Segmentation dataset excerpts
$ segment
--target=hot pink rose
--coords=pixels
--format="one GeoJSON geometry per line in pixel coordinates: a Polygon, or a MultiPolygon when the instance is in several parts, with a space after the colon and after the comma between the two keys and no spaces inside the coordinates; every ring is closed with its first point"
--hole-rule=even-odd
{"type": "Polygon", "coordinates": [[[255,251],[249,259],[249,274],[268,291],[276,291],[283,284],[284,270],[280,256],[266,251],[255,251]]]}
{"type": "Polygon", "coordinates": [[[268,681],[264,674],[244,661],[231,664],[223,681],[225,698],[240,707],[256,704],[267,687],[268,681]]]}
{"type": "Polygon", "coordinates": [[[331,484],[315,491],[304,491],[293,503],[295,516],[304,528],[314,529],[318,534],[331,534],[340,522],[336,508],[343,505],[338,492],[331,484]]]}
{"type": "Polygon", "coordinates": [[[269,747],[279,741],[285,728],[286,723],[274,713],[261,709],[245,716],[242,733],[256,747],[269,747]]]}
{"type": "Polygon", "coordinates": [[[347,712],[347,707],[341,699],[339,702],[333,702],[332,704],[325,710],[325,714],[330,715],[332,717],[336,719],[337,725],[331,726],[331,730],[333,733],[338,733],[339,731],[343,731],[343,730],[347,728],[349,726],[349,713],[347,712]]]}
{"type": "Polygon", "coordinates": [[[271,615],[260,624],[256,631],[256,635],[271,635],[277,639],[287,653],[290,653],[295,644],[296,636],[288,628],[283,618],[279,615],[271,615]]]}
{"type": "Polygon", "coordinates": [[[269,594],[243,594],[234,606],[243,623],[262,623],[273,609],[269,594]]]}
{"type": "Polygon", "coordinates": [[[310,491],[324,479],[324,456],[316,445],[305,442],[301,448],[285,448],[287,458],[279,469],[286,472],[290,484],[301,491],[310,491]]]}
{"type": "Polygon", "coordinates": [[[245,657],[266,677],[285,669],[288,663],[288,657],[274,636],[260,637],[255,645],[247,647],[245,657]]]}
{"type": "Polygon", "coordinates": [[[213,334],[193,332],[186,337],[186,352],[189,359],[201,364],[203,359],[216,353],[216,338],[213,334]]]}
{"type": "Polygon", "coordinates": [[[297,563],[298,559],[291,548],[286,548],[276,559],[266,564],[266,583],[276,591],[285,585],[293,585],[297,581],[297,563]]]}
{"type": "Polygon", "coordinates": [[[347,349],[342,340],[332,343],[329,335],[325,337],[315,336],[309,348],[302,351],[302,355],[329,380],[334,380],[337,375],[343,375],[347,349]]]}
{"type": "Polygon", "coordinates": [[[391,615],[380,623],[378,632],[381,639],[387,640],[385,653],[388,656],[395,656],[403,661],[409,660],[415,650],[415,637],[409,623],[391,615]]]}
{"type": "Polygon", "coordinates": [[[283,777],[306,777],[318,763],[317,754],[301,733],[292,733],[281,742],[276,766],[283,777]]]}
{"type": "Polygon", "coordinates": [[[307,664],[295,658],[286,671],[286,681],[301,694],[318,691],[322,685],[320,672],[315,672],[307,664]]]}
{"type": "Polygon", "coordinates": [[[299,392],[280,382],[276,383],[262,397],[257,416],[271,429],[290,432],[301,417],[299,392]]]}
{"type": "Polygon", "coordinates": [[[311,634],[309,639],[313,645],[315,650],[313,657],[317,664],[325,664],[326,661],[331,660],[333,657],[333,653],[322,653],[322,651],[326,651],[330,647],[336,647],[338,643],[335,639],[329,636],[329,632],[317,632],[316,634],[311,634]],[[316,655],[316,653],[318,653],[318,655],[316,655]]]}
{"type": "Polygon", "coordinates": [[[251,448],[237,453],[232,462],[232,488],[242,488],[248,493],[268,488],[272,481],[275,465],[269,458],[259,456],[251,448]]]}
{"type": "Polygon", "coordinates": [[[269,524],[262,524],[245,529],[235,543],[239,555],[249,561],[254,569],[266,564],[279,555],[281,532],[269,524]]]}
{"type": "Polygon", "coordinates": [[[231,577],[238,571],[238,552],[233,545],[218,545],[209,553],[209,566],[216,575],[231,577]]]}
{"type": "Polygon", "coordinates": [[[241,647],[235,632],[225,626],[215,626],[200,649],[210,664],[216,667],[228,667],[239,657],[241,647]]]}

**Work to do:** Copy every line of the records above, character for character, without changing anything.

**Exercise solution:**
$ segment
--target=hot pink rose
--coords=pixels
--format="one GeoJSON geometry per line in pixel coordinates: a Polygon, or a MultiPolygon when the instance is in several parts, with a space after the colon and after the comma between the two keys and no spaces inside the coordinates; every ring is closed with its first point"
--hole-rule=even-odd
{"type": "Polygon", "coordinates": [[[255,251],[249,259],[249,274],[268,291],[276,291],[283,284],[284,270],[280,256],[266,251],[255,251]]]}
{"type": "Polygon", "coordinates": [[[268,681],[264,674],[244,661],[231,664],[223,681],[225,698],[240,707],[256,704],[267,687],[268,681]]]}
{"type": "Polygon", "coordinates": [[[331,484],[315,491],[304,491],[293,503],[295,516],[304,528],[314,529],[318,534],[331,534],[340,522],[336,508],[343,505],[338,492],[331,484]]]}
{"type": "Polygon", "coordinates": [[[269,747],[279,741],[285,728],[286,723],[274,713],[261,709],[245,716],[242,733],[256,747],[269,747]]]}
{"type": "Polygon", "coordinates": [[[347,712],[347,707],[341,699],[339,702],[333,702],[332,704],[325,710],[325,714],[330,715],[332,717],[336,719],[337,725],[331,726],[331,730],[333,733],[338,733],[339,731],[343,731],[343,730],[347,728],[349,726],[349,713],[347,712]]]}
{"type": "Polygon", "coordinates": [[[271,615],[260,624],[256,631],[256,635],[271,635],[277,639],[287,653],[290,653],[295,644],[296,636],[288,628],[283,618],[279,615],[271,615]]]}
{"type": "Polygon", "coordinates": [[[269,594],[243,594],[234,606],[243,623],[262,623],[273,609],[269,594]]]}
{"type": "Polygon", "coordinates": [[[310,491],[324,479],[324,456],[316,445],[305,442],[301,448],[285,448],[287,458],[279,469],[286,472],[290,484],[301,491],[310,491]]]}
{"type": "Polygon", "coordinates": [[[245,657],[266,677],[285,669],[288,663],[288,657],[274,636],[260,637],[255,645],[247,647],[245,657]]]}
{"type": "Polygon", "coordinates": [[[213,334],[193,332],[186,337],[186,352],[189,359],[201,364],[203,359],[216,353],[216,338],[213,334]]]}
{"type": "Polygon", "coordinates": [[[297,563],[298,559],[291,548],[286,548],[276,559],[266,564],[266,583],[276,591],[285,585],[293,585],[297,581],[297,563]]]}
{"type": "Polygon", "coordinates": [[[347,349],[342,340],[332,343],[329,335],[325,337],[315,336],[309,348],[302,351],[302,355],[329,380],[334,380],[337,375],[343,375],[347,349]]]}
{"type": "Polygon", "coordinates": [[[391,615],[380,623],[378,632],[381,639],[387,640],[385,653],[388,656],[395,656],[403,661],[409,660],[415,650],[415,637],[409,623],[391,615]]]}
{"type": "Polygon", "coordinates": [[[283,777],[306,777],[318,763],[317,754],[301,733],[292,733],[281,742],[276,766],[283,777]]]}
{"type": "Polygon", "coordinates": [[[307,664],[295,658],[286,671],[286,681],[301,694],[318,691],[322,685],[320,672],[315,672],[307,664]]]}
{"type": "Polygon", "coordinates": [[[299,392],[280,382],[276,383],[262,397],[257,416],[271,429],[290,432],[301,417],[299,392]]]}
{"type": "Polygon", "coordinates": [[[311,634],[309,639],[313,645],[315,650],[313,657],[317,664],[325,664],[326,661],[331,660],[333,657],[333,653],[322,653],[322,651],[326,651],[330,647],[336,647],[338,643],[335,639],[329,636],[329,632],[317,632],[316,634],[311,634]],[[316,655],[316,653],[318,653],[318,655],[316,655]]]}
{"type": "Polygon", "coordinates": [[[251,448],[237,453],[232,462],[232,488],[242,488],[248,493],[268,488],[272,481],[275,465],[269,458],[259,456],[251,448]]]}
{"type": "Polygon", "coordinates": [[[269,524],[262,524],[245,529],[235,543],[239,555],[249,561],[254,569],[266,564],[279,555],[281,532],[269,524]]]}
{"type": "Polygon", "coordinates": [[[231,577],[238,571],[238,552],[233,545],[218,545],[209,553],[209,566],[216,575],[231,577]]]}
{"type": "Polygon", "coordinates": [[[241,647],[235,632],[225,626],[215,626],[200,649],[210,664],[216,667],[228,667],[239,657],[241,647]]]}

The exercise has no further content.